阅读材料:

看一下点云聚类的代码，默认使用DBSCAN算法：

import os
from tqdm import tqdm
import numpy as np
import cv2 as cv
from sklearn.cluster import DBSCAN
import yaml
import utils
kitti_cfg = yaml.load(open('./config/kitti.yaml', 'r'), Loader=yaml.Loader)
kitti_merge_data_dir = kitti_cfg['KITTI_merge_data_dir']
dst_low_cost_label_dir = os.path.join(kitti_cfg['root_dir'], 'low_cost/label_2')
def obtain_cluster_box(l_3d, l_2d, seg_bbox_path, seg_mask_path, P2, wh_range, mask_conf):
    bbox2d = np.loadtxt(seg_bbox_path).reshape(-1, 5)
    bbox_mask = (np.load(seg_mask_path))['masks']
    _, h, w = bbox_mask.shape
    fov_ind = (l_3d[:, 2] > 0) & (l_2d[:, 0] > 0) & (l_2d[:, 1] > 0) & (l_2d[:, 0] < w-1) & (l_2d[:, 1] < h-1)
    l_3d, l_2d = l_3d[fov_ind], l_2d[fov_ind]
    label = []
    for index, b in enumerate(bbox2d):
        if b[-1] < mask_conf:
            continue
        bbox2d_2 = bbox_mask[index]
        bbox2d_2[bbox2d_2 < 0.7] = 0
        bbox2d_2[bbox2d_2 >= 0.7] = 1
        ind = bbox2d_2[l_2d[:, 1], l_2d[:, 0]].astype(np.bool)
        cam_points = l_3d[ind]
        if len(cam_points) < 10:
            continue
        cluster_index = DBSCAN(eps=0.8, min_samples=10, n_jobs=-1).fit_predict(cam_points)
        cam_points = cam_points[cluster_index > -1]
        cluster_index = cluster_index[cluster_index > -1]
        if len(cam_points) < 10:
            continue
        cluster_set = set(cluster_index[cluster_index > -1])
        cluster_sum = np.array([len(cam_points[cluster_index == i]) for i in cluster_set])
        cam_points = cam_points[cluster_index == np.argmax(cluster_sum)]
        rect = cv.minAreaRect(np.array([(cam_points[:, [0, 2]]).astype(np.float32)]))

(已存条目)
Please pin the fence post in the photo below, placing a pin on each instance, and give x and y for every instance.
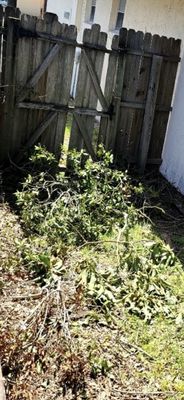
(116, 102)
(149, 112)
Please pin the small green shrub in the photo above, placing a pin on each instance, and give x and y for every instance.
(78, 206)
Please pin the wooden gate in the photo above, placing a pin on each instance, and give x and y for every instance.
(133, 109)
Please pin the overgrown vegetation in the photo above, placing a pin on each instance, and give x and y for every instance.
(109, 290)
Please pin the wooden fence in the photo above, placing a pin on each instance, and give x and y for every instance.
(37, 66)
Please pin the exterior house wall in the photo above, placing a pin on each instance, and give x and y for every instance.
(66, 10)
(165, 17)
(32, 7)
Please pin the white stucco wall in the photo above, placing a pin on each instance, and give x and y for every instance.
(166, 17)
(60, 7)
(32, 7)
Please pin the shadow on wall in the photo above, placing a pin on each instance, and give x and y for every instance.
(172, 167)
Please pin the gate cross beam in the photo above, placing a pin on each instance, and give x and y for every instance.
(39, 72)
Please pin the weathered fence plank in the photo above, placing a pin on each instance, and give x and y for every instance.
(149, 112)
(164, 98)
(86, 93)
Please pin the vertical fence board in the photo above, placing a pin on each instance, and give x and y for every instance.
(149, 112)
(9, 118)
(106, 130)
(1, 42)
(164, 98)
(86, 95)
(129, 120)
(65, 71)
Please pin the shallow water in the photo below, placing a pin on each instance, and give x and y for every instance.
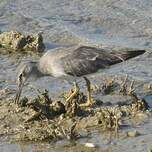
(112, 23)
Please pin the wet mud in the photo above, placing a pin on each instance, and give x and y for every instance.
(59, 117)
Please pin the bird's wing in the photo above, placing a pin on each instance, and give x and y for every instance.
(85, 60)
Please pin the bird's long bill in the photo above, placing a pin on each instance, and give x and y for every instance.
(18, 93)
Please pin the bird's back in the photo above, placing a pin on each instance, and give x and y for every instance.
(78, 61)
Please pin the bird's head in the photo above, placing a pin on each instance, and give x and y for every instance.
(24, 72)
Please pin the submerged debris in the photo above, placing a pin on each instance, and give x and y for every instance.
(44, 119)
(108, 86)
(109, 118)
(19, 42)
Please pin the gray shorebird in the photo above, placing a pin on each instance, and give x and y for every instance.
(75, 61)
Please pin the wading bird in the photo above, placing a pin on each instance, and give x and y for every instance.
(75, 61)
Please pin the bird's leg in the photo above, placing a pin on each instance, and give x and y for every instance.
(74, 93)
(90, 100)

练习要求:
(A) 数一数条目中有多少行含有字符串“wooden”，区分大小写，只写出行数。
(B) 接着上面的点云聚类代码往下写，从它的最后一行之后开始。

逐题答案:
(A) 2

(B)
        (l_t_x, l_t_z), (w, l), rot = rect
        if w > l:
            w, l = l, w
            rot = 90 + rot
        if w > wh_range[0] and w < wh_range[1] and l > wh_range[2] and l < wh_range[3]:
            rect = ((l_t_x, l_t_z), (w, l), rot)
            box = cv.boxPoints(rect)
            h = np.max(cam_points[:, 1]) - np.min(cam_points[:, 1])
            y_center = np.mean(cam_points[:, 1])
            y = y_center + h / 2
            x, z = np.mean(box[:, 0]), np.mean(box[:, 1])
            Ry = (-(np.pi / 2 - (-rot) / 180 * np.pi)) % (np.pi*2)
            if Ry > np.pi:
                Ry -= np.pi*2
            if Ry < -np.pi:
                Ry += np.pi*2
            c_3d = utils.corner_3d([h, w, l, x, y, z, Ry])
            c_2d = utils.convert_to_2d(c_3d, P2)
            bbox = [np.min(c_2d[:, 0]), np.min(c_2d[:, 1]),
                    np.max(c_2d[:, 0]), np.max(c_2d[:, 1])]
            res = np.array([bbox[0], bbox[1], bbox[2], bbox[3],
                              h, w, l, np.mean(box[:, 0]), y, np.mean(box[:, 1]), Ry])
            res = np.round(res, 2)
            label.append(['Car', '0', '0', '0'] + list(res))
    return np.array(label)
if __name__ == '__main__':
    wh_range = [1.2, 1.8, 3.2, 4.2]
    mask_conf = 0.9
    root_dir = kitti_merge_data_dir
    if not os.path.exists(dst_low_cost_label_dir):
        os.makedirs(dst_low_cost_label_dir)
    calib_dir = os.path.join(root_dir, 'calib')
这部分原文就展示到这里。